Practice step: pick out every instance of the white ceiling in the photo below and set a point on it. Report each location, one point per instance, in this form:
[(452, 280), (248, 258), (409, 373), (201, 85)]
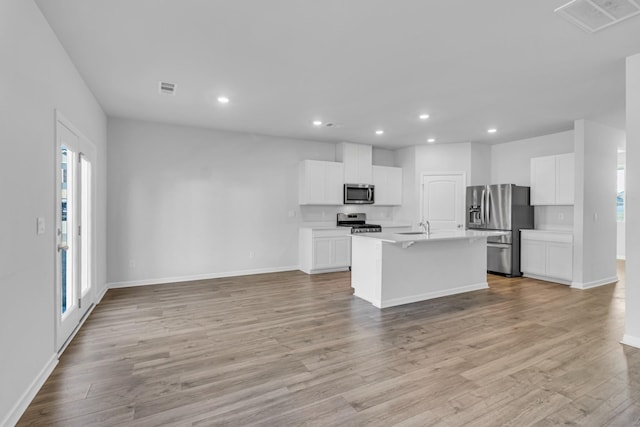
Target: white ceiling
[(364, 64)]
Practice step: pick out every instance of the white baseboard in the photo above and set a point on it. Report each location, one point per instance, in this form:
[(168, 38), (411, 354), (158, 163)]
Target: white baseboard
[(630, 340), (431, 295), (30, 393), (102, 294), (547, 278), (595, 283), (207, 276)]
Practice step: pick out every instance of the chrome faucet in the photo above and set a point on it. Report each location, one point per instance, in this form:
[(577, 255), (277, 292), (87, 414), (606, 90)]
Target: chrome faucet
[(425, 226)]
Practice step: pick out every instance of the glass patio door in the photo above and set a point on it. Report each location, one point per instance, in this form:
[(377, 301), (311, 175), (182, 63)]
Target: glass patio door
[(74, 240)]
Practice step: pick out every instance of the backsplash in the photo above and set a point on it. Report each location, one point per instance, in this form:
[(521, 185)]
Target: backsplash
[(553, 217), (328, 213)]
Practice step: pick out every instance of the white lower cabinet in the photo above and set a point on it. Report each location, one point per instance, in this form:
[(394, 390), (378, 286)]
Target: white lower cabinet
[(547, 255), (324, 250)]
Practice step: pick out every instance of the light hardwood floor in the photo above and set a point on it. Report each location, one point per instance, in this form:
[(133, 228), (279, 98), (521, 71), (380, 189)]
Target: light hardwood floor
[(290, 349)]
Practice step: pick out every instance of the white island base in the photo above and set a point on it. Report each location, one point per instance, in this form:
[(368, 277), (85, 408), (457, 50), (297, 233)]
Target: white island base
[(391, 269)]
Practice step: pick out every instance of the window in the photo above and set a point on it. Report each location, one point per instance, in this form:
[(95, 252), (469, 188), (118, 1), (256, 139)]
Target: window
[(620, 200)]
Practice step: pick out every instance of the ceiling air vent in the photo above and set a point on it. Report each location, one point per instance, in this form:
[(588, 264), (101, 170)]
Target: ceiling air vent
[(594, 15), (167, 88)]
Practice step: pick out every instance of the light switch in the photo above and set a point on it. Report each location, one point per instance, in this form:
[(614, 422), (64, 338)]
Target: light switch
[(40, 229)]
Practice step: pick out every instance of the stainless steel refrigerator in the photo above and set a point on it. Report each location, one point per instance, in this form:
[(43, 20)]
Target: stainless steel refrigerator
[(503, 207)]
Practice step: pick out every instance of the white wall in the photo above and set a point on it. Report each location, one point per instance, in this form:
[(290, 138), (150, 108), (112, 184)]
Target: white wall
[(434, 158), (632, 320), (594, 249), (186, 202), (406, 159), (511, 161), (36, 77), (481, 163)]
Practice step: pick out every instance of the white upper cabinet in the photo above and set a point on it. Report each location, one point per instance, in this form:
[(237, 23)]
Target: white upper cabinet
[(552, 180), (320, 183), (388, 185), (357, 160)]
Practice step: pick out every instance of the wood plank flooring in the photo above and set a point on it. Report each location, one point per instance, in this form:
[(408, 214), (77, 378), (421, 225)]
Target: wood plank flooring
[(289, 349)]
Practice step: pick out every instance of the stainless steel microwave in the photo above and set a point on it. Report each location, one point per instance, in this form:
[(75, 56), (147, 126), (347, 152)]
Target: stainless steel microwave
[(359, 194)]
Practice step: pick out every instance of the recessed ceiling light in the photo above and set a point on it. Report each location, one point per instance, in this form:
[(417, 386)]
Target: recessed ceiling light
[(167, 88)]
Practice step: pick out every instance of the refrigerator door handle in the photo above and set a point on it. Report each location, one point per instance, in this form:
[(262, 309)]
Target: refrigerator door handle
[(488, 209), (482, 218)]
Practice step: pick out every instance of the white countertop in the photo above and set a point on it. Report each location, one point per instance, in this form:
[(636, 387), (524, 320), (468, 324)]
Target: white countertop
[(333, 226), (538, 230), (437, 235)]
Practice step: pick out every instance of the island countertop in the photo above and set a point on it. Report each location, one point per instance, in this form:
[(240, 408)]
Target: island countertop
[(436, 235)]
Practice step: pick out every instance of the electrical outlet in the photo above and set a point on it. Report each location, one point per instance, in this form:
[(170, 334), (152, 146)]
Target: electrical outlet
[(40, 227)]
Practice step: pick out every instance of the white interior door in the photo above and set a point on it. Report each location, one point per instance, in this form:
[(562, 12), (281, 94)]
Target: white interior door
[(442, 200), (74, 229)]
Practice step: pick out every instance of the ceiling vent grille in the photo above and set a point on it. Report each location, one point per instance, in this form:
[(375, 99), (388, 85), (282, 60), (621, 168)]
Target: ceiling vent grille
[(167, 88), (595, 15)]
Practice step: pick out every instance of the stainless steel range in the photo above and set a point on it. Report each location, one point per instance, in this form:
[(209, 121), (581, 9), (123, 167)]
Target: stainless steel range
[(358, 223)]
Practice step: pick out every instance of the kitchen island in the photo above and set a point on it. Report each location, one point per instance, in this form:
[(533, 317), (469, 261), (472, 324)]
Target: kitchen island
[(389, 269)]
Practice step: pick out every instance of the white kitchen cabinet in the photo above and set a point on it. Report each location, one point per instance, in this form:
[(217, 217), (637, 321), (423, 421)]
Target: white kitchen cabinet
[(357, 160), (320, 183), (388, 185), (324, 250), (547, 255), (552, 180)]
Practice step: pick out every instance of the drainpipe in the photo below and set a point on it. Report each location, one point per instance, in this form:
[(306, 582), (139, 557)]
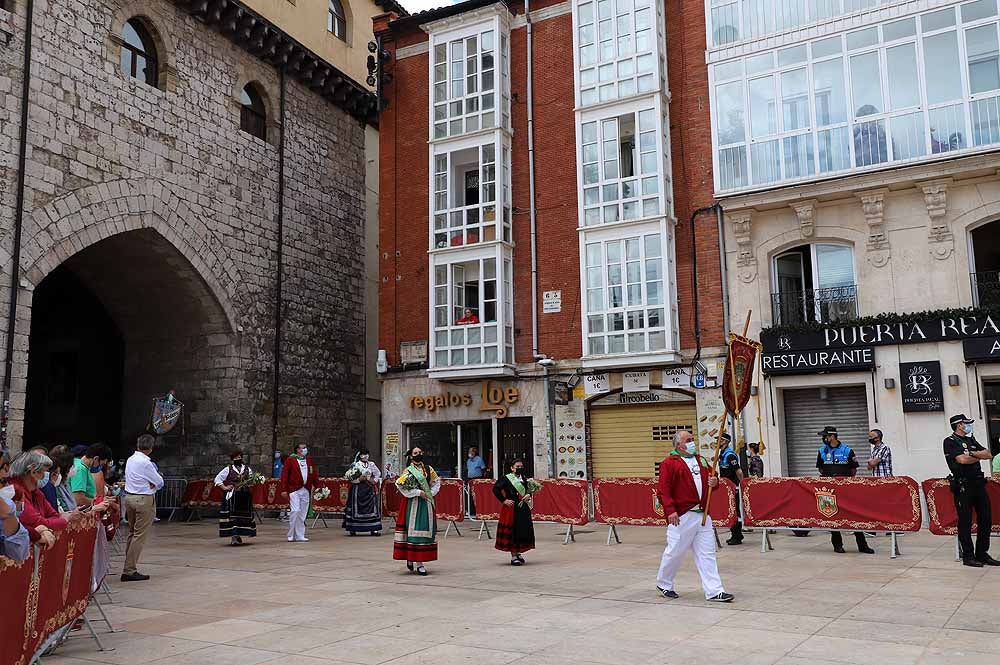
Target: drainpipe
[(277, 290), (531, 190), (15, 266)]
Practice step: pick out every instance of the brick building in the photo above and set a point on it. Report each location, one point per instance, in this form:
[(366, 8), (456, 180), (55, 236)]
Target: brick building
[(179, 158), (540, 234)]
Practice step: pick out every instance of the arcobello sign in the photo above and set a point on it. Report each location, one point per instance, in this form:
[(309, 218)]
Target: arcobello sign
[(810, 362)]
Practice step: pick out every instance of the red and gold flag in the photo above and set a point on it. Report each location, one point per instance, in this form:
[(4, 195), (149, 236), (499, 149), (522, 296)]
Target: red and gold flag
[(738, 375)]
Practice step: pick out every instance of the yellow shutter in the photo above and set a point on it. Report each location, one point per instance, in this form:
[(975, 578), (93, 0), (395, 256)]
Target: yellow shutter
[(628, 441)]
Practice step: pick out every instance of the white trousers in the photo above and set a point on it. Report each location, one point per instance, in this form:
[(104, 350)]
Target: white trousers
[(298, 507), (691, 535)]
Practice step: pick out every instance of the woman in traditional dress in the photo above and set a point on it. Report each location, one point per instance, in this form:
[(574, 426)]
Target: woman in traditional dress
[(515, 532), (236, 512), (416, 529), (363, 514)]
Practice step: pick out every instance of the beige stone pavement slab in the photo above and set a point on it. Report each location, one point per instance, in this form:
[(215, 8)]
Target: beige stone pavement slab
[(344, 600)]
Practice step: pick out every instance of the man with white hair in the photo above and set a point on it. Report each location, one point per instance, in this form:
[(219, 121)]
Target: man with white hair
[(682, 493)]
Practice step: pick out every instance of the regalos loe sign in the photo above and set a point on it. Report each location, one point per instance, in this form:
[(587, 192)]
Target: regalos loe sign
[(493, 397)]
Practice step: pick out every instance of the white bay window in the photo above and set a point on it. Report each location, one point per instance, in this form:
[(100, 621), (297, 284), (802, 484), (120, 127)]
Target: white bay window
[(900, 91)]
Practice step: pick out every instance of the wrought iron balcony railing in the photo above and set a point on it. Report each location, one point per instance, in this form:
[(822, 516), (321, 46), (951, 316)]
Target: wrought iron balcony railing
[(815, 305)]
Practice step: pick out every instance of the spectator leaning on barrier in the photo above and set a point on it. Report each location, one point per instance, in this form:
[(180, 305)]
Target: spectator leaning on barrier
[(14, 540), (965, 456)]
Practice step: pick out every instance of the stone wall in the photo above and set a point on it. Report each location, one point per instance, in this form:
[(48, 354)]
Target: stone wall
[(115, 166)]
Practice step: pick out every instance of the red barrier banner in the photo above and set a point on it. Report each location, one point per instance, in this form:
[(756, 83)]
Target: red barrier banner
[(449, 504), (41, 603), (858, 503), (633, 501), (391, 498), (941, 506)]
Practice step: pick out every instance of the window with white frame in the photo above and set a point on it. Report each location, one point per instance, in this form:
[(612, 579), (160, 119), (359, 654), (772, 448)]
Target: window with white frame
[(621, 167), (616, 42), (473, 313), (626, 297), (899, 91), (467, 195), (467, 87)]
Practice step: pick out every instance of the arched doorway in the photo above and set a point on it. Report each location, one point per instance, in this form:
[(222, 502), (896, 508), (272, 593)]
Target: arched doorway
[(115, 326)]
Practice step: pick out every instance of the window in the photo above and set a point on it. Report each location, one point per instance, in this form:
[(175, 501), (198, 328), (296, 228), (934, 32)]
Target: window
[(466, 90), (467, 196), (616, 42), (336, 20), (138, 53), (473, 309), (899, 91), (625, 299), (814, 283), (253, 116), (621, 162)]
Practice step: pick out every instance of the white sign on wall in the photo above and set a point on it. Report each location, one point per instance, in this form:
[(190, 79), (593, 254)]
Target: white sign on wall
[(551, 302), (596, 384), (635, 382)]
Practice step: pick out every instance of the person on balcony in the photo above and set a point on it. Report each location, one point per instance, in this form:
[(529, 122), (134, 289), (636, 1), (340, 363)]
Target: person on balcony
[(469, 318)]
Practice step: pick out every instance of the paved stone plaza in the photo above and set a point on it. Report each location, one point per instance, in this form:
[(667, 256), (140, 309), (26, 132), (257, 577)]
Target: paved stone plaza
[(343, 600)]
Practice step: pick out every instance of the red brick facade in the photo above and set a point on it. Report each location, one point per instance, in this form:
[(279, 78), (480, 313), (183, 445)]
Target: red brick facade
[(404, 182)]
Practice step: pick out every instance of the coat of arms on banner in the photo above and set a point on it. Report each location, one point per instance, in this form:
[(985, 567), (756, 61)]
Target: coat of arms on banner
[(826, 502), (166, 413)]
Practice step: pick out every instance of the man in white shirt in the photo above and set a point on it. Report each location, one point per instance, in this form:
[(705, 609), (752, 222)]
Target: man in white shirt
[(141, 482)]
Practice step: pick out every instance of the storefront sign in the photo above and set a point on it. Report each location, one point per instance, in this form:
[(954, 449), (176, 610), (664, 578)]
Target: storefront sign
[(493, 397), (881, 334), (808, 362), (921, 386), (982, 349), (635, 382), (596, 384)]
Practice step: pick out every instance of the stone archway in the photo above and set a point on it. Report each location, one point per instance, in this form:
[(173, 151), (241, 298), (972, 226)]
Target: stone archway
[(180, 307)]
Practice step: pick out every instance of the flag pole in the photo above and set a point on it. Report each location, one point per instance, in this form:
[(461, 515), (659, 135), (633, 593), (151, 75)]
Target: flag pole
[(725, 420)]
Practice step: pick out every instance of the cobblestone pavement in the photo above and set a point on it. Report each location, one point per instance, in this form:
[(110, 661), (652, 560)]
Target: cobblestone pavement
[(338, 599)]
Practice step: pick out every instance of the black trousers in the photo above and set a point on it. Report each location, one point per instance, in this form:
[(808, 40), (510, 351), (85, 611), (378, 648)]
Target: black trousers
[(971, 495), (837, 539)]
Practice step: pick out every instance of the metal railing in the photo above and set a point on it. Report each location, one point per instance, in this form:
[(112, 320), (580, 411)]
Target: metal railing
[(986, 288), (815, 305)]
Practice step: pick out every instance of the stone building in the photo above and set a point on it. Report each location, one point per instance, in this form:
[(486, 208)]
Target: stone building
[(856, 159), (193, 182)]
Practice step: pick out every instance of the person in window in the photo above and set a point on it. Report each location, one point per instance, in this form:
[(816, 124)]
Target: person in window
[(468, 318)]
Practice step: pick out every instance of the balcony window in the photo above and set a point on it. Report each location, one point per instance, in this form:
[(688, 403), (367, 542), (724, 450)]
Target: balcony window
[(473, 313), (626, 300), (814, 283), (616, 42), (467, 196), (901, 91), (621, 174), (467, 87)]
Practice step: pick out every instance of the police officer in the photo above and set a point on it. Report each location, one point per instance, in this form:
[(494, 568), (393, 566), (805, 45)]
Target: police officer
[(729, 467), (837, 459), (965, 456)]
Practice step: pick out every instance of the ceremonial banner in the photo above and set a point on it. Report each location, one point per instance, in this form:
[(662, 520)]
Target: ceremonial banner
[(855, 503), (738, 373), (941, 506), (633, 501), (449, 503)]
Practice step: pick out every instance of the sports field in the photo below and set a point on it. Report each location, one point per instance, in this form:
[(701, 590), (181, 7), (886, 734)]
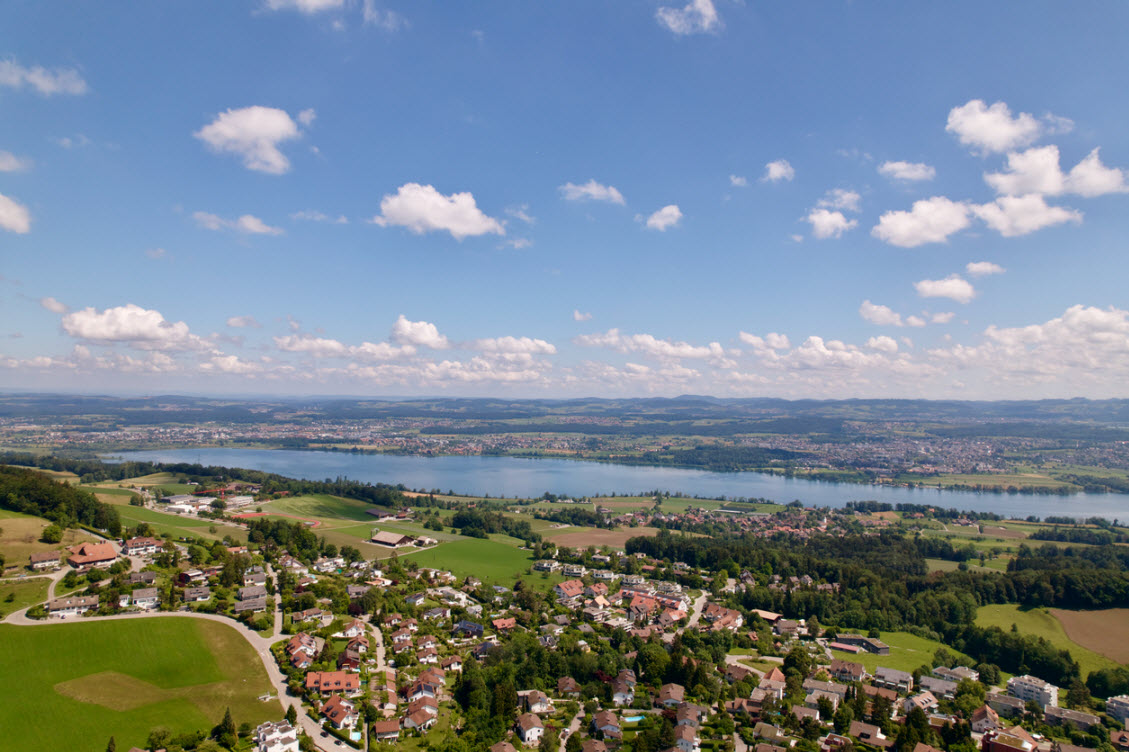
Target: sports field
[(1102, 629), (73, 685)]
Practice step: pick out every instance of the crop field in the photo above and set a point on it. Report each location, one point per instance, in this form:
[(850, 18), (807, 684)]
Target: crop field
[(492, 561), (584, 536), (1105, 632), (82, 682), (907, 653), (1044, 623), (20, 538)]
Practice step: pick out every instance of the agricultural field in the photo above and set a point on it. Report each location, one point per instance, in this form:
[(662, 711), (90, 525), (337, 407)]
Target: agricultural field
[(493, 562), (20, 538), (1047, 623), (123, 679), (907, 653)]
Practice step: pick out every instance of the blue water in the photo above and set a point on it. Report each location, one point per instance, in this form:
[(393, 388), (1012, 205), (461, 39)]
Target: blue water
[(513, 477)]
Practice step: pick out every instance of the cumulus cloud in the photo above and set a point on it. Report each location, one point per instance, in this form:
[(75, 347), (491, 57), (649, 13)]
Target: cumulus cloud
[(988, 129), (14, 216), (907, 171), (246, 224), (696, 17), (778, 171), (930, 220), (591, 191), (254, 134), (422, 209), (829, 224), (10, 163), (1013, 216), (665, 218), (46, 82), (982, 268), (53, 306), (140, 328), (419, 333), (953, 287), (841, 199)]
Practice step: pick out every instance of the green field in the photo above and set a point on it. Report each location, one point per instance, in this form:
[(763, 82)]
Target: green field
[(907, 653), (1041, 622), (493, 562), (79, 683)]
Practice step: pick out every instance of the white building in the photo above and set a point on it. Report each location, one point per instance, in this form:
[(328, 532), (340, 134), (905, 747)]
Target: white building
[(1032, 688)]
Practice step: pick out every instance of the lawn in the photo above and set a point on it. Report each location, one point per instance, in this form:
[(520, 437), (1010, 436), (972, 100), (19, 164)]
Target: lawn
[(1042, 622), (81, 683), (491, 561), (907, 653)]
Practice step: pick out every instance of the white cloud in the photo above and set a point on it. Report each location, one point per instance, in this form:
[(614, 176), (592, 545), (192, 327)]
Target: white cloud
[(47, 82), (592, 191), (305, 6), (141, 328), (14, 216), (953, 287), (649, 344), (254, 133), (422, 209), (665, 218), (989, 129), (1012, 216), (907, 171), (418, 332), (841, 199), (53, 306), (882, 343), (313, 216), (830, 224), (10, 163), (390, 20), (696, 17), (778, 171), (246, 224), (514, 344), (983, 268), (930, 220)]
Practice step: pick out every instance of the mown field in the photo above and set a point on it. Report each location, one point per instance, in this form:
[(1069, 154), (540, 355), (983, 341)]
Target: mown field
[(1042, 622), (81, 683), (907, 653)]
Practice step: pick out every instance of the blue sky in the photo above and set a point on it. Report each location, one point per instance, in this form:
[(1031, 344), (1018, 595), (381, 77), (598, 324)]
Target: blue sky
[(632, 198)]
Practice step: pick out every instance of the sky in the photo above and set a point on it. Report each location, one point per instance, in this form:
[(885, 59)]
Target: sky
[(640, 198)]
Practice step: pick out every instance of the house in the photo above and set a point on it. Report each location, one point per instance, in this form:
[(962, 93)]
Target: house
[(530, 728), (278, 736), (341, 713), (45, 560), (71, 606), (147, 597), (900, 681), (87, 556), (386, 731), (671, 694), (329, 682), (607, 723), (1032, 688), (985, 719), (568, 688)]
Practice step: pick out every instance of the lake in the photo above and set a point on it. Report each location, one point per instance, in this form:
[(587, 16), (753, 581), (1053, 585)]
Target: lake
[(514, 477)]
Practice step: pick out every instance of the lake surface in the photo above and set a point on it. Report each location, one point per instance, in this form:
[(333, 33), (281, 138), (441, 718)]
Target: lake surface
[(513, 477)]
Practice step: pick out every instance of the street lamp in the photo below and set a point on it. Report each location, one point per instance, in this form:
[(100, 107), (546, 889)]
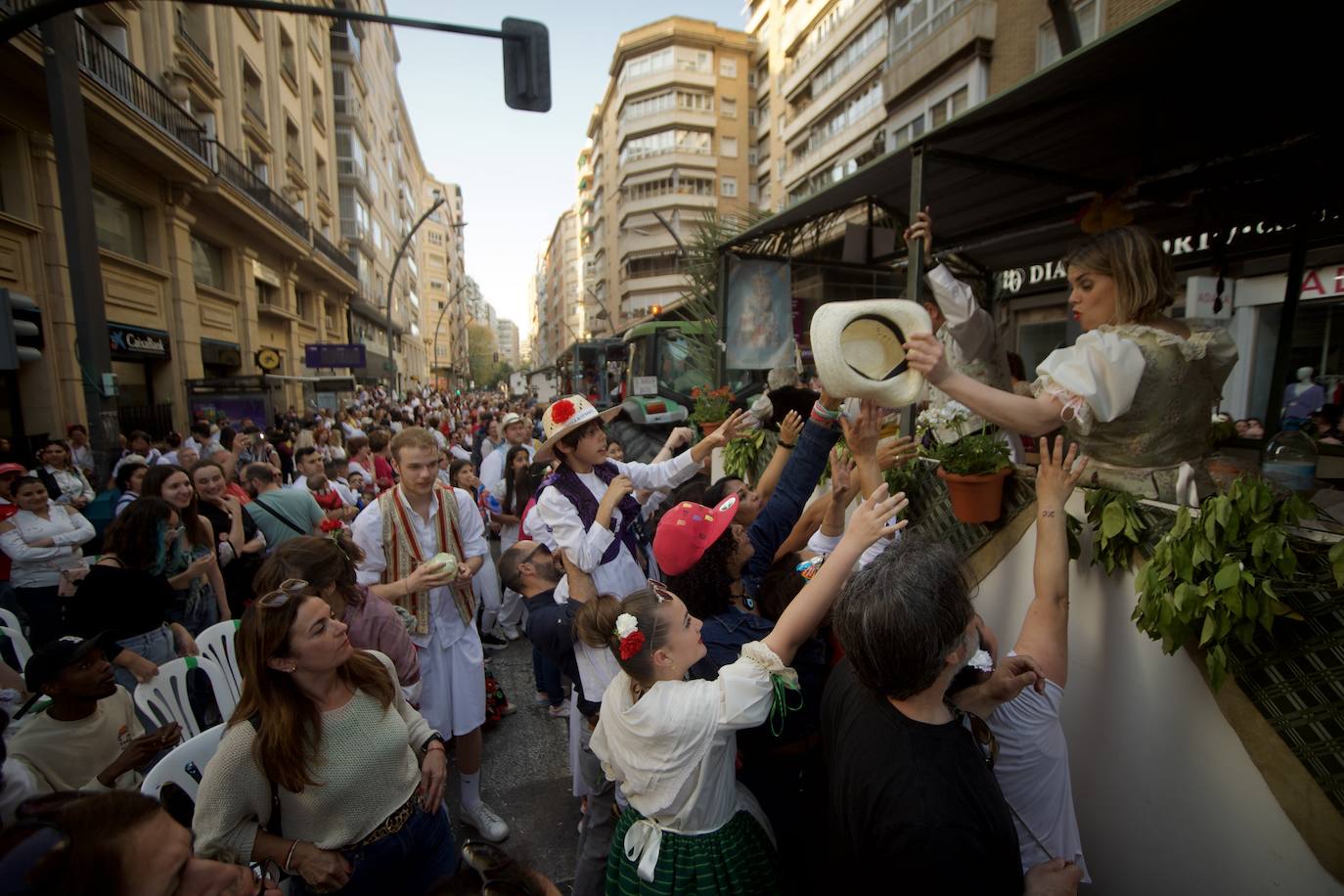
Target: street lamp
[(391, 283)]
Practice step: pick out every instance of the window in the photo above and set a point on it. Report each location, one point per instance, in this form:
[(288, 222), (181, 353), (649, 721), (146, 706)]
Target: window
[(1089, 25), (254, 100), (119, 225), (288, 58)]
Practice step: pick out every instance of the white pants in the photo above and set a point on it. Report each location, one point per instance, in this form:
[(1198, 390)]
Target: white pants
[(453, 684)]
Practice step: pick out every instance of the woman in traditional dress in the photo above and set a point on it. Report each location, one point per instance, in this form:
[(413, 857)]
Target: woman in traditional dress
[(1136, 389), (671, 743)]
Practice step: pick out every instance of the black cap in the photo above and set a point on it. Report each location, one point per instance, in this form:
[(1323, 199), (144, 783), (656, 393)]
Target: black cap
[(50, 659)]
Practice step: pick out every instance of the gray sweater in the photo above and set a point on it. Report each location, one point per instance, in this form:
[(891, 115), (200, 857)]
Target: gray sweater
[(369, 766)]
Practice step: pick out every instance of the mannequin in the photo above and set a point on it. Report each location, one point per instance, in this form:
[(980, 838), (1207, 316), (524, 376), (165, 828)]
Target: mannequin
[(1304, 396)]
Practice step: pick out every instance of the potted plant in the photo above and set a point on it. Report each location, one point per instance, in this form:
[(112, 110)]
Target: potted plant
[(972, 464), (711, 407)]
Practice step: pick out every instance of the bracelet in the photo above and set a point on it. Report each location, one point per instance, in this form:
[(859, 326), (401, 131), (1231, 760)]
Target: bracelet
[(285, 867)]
□ □ □ □ □
**Written problem**
Copy the rows above verbatim, from the line with "Practice step: pick out every instance of the white lower" to the line with "[(40, 229)]", including both of those lines.

**Written answer**
Practice step: pick out every instance of the white lower cabinet in the photo above and set a point on it. Report each location, one point per instance, in this form:
[(394, 390), (378, 286)]
Target: white lower cabinet
[(547, 255), (324, 250)]
Practice step: pick out every instance of the light hardwood floor in the photo above and set a point on it. Report each location, one point per instance, in this form:
[(133, 228), (279, 98), (521, 71), (380, 189)]
Target: light hardwood floor
[(290, 349)]
Practice step: pick out every instance of the white island base in the photo above and set a point on it. Report each location, one point per instance, in this form:
[(368, 277), (85, 408), (457, 50), (297, 233)]
Target: white island base
[(391, 269)]
Practice step: pick out every instance of the window in the photo above and set a point on it. Report each location, one point per instance, in this form:
[(95, 252), (469, 188), (118, 1), (256, 139)]
Target: window
[(620, 200)]
Practice step: pick out every instance of the ceiling air vent in the photo above and set a point on it. Report each location, one point per instance, in this form:
[(588, 264), (101, 170)]
Target: ceiling air vent
[(594, 15), (167, 88)]
Practice step: pick out every instance of the light switch in the photo above and set a point on it. Report each location, one point per instance, in this form:
[(614, 422), (64, 338)]
Target: light switch
[(40, 229)]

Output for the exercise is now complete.